Which lines below contain the word "cloud"? List every one of them in full, matching case exactly.

-------- PROVIDED ENTRIES --------

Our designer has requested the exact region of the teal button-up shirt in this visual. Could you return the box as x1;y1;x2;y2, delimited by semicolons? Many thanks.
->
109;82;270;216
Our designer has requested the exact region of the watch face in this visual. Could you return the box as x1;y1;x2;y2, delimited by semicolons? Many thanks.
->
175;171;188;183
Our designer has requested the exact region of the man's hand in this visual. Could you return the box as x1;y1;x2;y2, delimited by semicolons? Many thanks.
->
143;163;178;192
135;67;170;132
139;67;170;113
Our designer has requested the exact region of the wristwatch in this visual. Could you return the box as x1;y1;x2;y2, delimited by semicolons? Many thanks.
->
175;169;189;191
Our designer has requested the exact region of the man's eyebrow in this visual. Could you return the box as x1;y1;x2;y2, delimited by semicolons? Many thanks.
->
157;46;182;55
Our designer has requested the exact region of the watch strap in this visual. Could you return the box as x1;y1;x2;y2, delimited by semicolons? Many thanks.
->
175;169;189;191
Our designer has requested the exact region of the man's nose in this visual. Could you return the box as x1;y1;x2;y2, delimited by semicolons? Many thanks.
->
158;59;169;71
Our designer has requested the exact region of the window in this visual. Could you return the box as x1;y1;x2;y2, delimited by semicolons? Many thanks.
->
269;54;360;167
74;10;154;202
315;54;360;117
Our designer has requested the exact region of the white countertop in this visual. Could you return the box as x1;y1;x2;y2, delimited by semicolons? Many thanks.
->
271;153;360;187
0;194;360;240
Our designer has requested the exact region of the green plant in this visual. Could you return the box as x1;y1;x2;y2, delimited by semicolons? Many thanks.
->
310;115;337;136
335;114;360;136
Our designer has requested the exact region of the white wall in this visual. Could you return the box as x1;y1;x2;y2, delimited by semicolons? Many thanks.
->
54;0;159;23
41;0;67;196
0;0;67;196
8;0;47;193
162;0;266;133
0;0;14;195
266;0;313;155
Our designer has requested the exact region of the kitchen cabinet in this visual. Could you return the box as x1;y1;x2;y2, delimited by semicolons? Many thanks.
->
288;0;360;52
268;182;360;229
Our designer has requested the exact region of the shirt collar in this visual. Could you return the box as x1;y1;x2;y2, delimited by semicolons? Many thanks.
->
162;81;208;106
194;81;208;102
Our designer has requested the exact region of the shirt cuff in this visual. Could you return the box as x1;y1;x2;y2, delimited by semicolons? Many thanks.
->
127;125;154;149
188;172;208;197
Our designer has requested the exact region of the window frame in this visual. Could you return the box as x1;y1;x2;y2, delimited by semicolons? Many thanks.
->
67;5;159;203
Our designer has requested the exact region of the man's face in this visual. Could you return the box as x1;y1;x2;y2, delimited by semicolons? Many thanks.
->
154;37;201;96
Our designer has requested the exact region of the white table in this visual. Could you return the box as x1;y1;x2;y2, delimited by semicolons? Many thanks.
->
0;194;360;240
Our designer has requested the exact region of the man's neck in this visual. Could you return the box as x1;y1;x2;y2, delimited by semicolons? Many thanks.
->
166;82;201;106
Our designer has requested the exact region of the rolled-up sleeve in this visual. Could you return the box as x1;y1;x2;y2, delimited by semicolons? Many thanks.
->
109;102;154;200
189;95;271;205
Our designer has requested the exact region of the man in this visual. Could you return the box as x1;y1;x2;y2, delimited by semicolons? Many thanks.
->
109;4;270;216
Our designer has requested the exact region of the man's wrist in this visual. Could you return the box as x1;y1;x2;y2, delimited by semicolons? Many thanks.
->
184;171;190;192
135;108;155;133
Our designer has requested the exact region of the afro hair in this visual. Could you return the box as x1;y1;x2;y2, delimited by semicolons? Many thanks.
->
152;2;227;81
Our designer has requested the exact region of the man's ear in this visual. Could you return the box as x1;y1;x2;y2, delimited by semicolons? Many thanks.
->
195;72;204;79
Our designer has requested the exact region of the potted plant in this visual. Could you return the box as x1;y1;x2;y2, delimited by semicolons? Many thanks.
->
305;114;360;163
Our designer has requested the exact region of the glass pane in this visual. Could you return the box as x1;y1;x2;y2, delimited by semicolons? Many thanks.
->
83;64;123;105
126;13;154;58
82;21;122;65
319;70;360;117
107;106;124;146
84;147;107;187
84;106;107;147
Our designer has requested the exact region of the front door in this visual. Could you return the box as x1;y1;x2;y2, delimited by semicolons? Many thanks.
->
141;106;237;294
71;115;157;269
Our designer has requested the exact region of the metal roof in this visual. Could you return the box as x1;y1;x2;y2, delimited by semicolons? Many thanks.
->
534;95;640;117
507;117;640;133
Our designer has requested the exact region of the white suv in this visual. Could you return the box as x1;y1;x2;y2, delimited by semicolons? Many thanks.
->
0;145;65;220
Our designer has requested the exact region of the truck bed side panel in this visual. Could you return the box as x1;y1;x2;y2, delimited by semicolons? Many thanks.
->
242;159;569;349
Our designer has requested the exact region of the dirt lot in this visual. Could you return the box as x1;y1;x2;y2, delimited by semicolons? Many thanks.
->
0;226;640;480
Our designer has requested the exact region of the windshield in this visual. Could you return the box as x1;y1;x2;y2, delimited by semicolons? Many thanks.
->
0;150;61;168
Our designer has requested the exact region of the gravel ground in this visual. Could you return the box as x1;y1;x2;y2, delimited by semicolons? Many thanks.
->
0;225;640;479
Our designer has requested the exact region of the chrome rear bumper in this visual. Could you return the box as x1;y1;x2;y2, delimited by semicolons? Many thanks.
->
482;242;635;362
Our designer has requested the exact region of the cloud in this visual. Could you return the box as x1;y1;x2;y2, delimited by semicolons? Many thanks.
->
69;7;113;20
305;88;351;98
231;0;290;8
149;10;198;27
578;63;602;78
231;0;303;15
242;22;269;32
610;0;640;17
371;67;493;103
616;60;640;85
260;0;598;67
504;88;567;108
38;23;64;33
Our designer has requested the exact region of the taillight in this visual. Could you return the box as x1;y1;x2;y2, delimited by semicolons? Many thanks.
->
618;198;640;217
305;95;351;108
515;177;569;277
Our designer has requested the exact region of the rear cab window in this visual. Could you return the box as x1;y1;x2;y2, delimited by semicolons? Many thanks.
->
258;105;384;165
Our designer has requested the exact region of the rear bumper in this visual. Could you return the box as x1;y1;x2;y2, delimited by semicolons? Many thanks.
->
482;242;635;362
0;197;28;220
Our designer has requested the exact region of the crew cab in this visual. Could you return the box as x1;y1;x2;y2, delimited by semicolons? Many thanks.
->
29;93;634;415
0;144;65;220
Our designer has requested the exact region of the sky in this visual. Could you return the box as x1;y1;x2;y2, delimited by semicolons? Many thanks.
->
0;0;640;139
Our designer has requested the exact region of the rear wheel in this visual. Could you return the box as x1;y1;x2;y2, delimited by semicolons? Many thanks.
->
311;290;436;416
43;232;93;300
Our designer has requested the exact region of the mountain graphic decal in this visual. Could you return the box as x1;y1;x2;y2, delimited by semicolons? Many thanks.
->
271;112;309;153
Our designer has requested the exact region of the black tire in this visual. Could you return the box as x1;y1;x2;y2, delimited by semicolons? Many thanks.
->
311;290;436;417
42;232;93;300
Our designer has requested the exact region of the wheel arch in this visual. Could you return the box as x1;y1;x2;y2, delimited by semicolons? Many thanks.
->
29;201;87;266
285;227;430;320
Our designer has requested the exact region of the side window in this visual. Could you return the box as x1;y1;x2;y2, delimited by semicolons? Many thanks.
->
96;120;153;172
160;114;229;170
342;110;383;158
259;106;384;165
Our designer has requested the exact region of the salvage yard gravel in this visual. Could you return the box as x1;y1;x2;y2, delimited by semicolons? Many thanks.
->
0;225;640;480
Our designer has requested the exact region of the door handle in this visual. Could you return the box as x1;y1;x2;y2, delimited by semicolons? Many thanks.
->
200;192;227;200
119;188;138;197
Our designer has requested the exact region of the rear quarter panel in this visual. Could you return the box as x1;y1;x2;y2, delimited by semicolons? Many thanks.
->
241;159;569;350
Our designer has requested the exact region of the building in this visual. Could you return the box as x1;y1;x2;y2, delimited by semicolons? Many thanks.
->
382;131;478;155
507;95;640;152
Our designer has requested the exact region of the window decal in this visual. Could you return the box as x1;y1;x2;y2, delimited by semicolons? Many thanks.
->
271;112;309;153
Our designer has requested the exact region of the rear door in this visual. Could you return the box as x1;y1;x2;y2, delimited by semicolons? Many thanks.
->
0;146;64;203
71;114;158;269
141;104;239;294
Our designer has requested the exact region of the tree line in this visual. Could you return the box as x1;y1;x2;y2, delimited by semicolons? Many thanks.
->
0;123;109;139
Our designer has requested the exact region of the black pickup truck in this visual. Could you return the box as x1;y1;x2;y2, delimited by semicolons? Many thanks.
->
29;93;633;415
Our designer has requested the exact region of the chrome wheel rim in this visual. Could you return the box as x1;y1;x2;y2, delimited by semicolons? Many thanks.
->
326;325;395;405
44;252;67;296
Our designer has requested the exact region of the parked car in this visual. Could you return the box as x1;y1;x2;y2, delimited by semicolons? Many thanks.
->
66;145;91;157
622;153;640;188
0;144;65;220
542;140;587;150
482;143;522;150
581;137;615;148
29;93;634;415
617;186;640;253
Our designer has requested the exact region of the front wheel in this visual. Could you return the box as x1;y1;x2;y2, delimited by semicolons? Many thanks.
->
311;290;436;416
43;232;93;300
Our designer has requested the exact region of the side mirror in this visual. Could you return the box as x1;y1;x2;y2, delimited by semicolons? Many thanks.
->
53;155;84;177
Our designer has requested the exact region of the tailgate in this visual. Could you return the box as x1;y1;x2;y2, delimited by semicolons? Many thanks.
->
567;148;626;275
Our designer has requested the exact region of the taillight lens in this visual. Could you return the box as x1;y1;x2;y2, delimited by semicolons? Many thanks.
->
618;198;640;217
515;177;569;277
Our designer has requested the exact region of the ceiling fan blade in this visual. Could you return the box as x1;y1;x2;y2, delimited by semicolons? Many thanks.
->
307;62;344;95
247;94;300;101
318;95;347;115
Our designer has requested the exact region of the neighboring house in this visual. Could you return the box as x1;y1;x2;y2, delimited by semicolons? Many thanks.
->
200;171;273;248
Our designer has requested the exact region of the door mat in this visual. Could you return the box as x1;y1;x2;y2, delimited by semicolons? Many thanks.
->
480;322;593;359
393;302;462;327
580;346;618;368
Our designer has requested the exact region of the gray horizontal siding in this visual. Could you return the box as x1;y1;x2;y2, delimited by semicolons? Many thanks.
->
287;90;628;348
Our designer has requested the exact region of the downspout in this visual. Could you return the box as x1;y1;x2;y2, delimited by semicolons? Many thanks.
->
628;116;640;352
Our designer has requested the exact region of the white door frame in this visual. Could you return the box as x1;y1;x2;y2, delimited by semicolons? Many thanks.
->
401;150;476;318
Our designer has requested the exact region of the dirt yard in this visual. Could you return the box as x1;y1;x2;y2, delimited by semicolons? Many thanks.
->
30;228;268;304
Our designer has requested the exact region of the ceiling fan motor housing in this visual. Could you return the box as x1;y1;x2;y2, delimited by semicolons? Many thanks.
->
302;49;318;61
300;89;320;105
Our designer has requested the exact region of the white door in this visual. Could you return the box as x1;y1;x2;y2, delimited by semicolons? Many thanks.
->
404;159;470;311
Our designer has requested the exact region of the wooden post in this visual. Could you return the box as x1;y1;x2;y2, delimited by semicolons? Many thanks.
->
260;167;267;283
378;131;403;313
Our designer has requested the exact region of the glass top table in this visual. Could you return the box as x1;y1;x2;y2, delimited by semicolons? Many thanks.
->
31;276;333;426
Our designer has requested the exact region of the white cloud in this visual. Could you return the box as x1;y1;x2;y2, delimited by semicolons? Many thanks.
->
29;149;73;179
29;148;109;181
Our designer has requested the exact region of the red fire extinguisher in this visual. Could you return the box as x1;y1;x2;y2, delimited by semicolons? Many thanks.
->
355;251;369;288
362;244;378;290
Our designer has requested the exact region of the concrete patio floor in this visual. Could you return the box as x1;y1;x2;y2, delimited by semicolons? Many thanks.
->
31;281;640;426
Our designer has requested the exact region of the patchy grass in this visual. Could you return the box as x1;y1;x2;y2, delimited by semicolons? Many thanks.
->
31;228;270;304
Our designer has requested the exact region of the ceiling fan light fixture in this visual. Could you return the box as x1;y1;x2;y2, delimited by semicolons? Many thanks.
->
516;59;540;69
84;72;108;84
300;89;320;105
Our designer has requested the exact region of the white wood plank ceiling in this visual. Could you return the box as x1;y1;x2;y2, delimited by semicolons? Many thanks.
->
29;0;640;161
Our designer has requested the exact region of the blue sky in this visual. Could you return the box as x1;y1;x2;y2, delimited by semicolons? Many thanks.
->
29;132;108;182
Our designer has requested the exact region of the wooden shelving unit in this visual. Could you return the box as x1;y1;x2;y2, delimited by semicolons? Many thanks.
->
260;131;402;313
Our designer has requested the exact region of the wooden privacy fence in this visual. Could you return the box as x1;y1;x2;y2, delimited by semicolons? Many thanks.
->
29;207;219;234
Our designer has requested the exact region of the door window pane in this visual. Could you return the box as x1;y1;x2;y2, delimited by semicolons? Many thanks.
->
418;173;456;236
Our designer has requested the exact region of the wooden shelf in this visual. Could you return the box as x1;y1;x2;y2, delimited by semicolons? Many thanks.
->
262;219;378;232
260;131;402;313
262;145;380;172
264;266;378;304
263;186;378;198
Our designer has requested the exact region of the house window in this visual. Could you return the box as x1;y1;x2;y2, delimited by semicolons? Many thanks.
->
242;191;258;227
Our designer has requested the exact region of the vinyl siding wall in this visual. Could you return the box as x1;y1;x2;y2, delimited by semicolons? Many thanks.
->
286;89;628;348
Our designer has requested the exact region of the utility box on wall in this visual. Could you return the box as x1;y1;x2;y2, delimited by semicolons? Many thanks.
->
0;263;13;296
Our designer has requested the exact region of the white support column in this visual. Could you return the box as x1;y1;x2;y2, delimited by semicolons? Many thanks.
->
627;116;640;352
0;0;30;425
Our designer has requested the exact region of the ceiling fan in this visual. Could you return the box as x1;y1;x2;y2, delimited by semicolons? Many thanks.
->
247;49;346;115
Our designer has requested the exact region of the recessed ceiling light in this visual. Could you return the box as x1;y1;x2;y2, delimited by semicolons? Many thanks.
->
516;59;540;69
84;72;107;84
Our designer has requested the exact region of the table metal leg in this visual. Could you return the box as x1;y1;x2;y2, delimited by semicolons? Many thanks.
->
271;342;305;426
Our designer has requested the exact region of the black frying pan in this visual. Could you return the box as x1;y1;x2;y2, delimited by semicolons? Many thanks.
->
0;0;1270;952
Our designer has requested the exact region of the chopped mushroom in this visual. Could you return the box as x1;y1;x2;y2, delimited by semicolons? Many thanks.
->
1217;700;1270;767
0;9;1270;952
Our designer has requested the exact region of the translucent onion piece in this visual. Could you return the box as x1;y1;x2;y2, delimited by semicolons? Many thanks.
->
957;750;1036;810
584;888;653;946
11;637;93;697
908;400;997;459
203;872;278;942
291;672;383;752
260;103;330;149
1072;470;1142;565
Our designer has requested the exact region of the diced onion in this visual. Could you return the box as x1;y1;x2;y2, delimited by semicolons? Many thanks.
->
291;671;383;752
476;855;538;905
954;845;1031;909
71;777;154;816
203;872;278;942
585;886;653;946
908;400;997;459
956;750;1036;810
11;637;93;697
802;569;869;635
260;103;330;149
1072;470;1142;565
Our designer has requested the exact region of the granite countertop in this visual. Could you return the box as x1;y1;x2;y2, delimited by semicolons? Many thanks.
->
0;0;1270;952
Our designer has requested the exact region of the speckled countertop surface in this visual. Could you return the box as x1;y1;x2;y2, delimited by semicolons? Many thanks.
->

--------

SOLVED PROBLEM:
Our designer has requested the exact region of the cloud in this visual. Could you return the box as x1;y1;x2;y2, delimited by semicolons? Many thanks.
Our designer has requested the exact region of the white cloud in this visual. Could you return the box as x1;y1;x2;y2, delimited by semicolons? Many thanks.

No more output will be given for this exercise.